#### [About this exercise]
Please quote exactly the opening lines of the data, from the first line to the one where "# test: mark one point on the girl's hand, one" appears.

── Material provided

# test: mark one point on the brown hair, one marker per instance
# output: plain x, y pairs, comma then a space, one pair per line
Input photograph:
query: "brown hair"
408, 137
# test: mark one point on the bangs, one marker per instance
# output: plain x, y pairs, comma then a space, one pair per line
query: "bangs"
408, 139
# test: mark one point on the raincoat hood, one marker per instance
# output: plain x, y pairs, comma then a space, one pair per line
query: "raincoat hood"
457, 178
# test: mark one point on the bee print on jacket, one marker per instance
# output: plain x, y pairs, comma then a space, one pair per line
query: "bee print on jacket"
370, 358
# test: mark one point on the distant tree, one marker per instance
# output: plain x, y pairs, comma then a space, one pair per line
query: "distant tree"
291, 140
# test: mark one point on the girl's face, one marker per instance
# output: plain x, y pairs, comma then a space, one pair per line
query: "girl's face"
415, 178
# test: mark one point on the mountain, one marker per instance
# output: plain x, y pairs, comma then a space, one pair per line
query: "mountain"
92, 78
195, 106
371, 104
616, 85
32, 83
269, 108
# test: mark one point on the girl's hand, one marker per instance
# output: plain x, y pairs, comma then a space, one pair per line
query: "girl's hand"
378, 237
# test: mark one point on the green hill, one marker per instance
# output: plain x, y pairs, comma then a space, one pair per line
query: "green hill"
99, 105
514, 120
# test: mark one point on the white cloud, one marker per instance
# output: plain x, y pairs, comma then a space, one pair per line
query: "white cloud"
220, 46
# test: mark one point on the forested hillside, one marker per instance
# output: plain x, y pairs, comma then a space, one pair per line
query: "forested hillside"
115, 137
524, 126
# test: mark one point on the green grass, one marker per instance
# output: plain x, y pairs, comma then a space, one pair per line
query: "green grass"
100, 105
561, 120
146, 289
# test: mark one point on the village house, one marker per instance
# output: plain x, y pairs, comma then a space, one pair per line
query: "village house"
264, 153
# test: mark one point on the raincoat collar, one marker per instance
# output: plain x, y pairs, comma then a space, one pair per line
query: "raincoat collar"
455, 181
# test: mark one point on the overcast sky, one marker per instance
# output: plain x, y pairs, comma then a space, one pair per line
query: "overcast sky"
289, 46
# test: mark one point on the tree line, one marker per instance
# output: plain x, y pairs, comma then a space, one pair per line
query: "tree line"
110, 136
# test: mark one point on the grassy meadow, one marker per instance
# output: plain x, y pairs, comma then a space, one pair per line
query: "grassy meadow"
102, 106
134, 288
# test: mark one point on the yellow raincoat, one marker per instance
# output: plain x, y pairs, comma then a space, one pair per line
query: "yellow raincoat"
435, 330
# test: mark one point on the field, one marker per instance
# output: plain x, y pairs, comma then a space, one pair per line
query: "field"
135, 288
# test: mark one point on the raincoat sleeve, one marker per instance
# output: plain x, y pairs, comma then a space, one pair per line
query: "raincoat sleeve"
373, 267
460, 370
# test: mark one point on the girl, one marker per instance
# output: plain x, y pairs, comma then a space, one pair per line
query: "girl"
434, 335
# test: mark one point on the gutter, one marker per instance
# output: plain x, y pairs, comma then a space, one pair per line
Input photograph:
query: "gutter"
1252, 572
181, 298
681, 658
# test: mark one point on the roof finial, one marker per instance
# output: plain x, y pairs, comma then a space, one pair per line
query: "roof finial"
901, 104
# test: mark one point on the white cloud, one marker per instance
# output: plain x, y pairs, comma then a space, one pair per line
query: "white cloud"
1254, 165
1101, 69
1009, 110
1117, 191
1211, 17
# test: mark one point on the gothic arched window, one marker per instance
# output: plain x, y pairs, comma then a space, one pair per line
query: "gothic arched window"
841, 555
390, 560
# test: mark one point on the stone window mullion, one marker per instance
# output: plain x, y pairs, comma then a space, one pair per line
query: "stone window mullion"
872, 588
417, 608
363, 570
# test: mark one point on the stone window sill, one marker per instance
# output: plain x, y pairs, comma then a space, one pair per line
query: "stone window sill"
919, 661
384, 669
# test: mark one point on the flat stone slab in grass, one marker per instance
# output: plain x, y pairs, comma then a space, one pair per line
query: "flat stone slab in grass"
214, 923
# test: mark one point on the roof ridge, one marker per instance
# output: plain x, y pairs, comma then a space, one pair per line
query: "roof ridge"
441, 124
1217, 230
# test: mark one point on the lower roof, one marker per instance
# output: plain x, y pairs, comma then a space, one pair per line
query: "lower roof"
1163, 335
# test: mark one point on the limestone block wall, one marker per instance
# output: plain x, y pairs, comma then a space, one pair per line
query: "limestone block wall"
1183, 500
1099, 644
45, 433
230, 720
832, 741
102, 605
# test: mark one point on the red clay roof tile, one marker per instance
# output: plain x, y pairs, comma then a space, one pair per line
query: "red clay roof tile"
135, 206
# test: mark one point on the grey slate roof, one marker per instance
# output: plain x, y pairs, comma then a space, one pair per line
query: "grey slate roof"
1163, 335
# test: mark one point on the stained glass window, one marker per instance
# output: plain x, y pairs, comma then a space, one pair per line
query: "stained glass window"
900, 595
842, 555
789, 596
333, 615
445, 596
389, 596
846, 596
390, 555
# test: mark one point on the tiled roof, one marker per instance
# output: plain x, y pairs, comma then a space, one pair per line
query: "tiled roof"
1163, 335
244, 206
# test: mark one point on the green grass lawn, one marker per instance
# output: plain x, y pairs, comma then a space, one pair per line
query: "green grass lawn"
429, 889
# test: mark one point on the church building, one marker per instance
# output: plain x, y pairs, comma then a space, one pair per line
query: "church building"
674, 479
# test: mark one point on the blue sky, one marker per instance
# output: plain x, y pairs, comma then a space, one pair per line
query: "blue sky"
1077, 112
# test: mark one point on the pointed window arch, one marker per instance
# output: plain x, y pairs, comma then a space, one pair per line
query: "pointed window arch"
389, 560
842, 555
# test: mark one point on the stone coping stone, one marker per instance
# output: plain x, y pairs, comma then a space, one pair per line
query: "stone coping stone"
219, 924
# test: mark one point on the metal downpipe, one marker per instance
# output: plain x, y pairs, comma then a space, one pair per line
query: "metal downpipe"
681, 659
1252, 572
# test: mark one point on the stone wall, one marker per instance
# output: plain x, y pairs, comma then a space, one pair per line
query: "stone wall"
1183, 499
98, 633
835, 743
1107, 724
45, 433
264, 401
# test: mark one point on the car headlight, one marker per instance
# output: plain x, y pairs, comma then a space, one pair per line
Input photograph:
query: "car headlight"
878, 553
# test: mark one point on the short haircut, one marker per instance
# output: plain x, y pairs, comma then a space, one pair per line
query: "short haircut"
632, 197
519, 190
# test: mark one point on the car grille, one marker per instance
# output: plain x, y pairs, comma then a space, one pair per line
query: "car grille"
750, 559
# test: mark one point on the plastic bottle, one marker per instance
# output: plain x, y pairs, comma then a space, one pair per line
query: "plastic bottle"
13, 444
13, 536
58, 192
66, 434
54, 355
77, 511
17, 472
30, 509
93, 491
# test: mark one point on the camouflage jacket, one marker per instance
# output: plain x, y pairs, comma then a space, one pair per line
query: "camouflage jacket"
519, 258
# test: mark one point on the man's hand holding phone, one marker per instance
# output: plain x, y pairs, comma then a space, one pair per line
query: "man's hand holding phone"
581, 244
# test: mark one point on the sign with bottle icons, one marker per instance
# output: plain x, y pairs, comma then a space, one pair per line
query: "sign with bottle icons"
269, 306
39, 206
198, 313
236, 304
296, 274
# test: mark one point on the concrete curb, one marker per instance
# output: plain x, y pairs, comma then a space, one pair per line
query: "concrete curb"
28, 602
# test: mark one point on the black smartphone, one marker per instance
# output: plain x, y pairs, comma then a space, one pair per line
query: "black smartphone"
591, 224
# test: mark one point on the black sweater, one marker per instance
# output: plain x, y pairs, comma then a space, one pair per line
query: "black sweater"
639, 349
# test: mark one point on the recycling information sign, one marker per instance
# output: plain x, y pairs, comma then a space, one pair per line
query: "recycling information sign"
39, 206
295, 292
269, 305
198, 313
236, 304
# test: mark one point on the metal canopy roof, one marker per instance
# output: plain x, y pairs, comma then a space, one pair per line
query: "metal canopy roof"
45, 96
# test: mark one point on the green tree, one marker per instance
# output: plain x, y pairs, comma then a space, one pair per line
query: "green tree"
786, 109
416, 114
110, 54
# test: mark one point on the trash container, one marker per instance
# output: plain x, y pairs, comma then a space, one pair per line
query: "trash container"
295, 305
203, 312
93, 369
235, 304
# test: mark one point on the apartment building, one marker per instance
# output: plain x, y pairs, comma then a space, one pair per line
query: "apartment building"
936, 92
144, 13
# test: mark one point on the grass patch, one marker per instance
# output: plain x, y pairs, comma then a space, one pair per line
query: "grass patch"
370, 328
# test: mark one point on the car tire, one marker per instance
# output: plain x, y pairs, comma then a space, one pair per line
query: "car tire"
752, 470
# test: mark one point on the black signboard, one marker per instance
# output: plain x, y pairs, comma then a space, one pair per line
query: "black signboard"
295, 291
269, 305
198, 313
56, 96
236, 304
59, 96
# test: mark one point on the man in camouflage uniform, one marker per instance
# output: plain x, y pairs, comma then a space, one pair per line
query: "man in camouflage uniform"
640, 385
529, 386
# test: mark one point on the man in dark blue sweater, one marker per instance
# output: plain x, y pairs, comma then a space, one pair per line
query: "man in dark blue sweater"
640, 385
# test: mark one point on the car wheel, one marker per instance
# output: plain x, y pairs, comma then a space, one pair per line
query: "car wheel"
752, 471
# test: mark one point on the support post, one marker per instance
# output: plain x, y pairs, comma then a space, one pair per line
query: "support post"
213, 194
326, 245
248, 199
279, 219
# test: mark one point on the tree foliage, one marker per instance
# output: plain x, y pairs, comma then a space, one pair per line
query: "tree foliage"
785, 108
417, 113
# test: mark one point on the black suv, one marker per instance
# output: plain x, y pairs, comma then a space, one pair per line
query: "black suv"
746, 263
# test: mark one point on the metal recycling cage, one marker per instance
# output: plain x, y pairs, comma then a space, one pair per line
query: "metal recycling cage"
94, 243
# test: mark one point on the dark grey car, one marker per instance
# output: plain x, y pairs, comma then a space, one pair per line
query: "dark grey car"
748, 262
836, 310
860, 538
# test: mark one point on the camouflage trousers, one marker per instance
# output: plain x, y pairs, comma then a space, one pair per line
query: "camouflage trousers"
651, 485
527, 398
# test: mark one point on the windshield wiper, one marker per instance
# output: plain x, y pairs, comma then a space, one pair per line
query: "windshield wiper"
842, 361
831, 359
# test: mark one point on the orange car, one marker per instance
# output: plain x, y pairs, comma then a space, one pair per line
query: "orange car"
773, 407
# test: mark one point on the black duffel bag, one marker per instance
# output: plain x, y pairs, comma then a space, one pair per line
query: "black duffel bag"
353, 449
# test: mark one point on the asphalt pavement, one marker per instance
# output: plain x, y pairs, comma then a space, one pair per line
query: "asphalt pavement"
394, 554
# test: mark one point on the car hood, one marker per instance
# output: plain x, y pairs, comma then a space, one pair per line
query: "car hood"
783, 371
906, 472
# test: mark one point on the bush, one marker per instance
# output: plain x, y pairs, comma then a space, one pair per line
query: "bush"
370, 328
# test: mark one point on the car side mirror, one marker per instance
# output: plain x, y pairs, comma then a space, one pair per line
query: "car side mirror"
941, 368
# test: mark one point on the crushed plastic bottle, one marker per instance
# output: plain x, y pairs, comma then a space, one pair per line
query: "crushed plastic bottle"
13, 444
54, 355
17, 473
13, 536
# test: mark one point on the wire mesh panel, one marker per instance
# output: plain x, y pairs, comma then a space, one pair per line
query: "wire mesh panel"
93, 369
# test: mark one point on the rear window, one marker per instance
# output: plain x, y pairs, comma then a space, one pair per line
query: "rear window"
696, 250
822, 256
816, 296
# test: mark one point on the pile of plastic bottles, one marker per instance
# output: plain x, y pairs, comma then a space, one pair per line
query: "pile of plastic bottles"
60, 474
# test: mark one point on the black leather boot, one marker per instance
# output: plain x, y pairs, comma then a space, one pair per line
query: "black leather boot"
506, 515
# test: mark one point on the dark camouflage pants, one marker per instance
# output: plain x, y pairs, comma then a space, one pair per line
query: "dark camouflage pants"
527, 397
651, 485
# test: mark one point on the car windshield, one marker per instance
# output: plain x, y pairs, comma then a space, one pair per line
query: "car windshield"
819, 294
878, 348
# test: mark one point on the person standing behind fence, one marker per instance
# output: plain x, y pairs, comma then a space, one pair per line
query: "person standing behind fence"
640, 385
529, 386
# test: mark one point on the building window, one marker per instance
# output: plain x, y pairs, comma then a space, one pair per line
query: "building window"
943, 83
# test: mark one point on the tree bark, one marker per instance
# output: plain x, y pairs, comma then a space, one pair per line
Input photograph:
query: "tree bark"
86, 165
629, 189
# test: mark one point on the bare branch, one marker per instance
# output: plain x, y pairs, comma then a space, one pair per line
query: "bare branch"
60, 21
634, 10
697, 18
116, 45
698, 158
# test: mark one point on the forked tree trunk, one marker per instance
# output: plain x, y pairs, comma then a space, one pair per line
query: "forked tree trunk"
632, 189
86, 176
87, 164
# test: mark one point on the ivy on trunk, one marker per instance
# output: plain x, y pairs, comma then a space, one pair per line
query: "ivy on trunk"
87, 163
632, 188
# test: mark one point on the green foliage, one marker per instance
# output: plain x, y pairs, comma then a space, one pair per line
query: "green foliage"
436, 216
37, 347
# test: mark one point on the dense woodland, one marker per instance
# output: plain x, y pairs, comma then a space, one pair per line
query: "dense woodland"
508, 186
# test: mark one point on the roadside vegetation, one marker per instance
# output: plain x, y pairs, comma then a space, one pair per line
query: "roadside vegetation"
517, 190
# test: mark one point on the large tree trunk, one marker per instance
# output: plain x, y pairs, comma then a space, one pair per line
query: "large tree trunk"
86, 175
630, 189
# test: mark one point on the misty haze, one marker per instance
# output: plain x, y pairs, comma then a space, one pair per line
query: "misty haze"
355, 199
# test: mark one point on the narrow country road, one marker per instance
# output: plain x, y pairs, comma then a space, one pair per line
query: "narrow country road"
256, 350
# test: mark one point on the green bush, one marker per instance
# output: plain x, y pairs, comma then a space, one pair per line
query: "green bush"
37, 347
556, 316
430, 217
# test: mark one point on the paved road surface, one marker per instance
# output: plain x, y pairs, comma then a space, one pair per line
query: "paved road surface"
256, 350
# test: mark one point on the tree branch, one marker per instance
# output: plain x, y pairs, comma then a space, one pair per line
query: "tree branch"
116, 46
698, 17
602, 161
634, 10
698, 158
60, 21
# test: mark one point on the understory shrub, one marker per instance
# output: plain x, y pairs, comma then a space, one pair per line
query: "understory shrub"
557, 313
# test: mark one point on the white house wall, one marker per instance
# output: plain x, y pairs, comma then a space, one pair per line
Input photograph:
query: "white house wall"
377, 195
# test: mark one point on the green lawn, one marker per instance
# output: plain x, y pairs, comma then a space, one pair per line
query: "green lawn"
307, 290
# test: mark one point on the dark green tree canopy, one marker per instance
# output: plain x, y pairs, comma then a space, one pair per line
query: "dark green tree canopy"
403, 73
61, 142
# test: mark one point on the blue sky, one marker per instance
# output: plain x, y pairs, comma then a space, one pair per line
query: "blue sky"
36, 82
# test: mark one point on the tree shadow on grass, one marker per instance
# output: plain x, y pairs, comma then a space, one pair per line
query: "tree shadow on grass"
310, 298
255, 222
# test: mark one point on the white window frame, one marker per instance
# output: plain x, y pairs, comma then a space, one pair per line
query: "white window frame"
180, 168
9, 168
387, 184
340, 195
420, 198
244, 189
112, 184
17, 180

────

#### [Response for this exercise]
# test: mark one point on the brown hair, one marker per instance
# output: plain x, y pairs, comma then a space, one pair per line
Input photograph:
query: "brown hair"
408, 137
# test: mark one point on the bangs, one marker per instance
# output: plain x, y pairs, comma then a space, one pair per line
query: "bangs"
408, 139
# test: mark one point on the raincoat hood, one marker per instance
# output: plain x, y pairs, comma then a space, one pair per line
query: "raincoat hood"
457, 178
# test: mark one point on the bee print on jacket, one marker per instance
# output: plain x, y pairs, comma then a space, one pair per line
query: "bee print on jacket"
370, 358
# test: mark one point on the distant tree, one marker per instance
# output: plain x, y pairs, comma then a space, one pair per line
query: "distant tree"
291, 140
# test: mark one point on the girl's face, one marker per instance
# output: plain x, y pairs, comma then a space, one pair per line
query: "girl's face"
415, 178
# test: mark one point on the mountain, one marker per instance
# output: plain x, y pairs, comma then a space, one pair per line
query: "mountain"
92, 78
195, 106
371, 104
616, 85
32, 83
269, 108
# test: mark one point on the girl's hand, one marker per instance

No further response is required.